▶ **TO DO**:
Reproduce the entries exactly and omit the pictures.

MATERIAL FOR THIS EXERCISE: Begin

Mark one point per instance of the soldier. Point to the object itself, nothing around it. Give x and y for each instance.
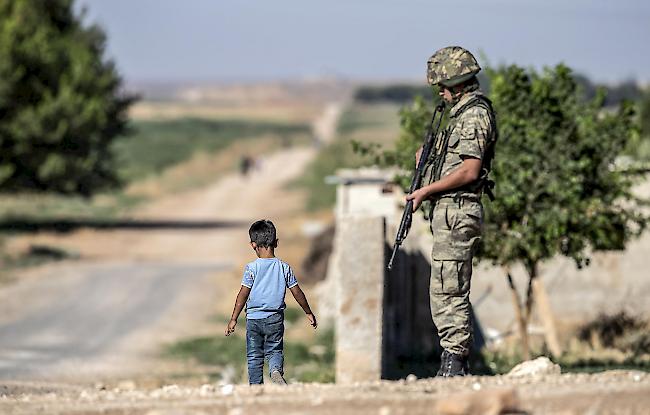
(457, 212)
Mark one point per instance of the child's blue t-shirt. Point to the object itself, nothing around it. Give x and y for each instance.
(268, 279)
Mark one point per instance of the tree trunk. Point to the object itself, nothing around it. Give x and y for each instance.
(519, 315)
(546, 315)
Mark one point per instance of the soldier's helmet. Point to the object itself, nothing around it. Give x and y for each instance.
(451, 66)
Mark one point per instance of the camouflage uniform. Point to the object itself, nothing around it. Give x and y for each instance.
(456, 223)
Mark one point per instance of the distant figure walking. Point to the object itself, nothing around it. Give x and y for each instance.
(245, 164)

MATERIAL FOR THIS EXERCISE: End

▶ **EXERCISE OUTPUT**:
Mark one point per instance of the soldier. Point to the object itself, nothing around it. Give x and y for each instance.
(457, 212)
Mark one point per instance of the child's blue t-shirt. Point to the object itself, nothing around it. Give x and y for each instance.
(268, 279)
Mark one point per instance of the tree trunk. Point to the object itself, nothing around it. Give x and y for each instance.
(519, 315)
(546, 315)
Mark one point per instance of the soldier's helmet. Point to the object itself, nothing around it. Give x and y for each instance.
(451, 66)
Mark one point per instance of the camouflage uniform. Point to the object itself, nothing around it. Give x and y for each instance.
(456, 223)
Mark one point per instance of the distant figure walking. Point to the object itself, nothing around it. Give x and y for each instance.
(245, 164)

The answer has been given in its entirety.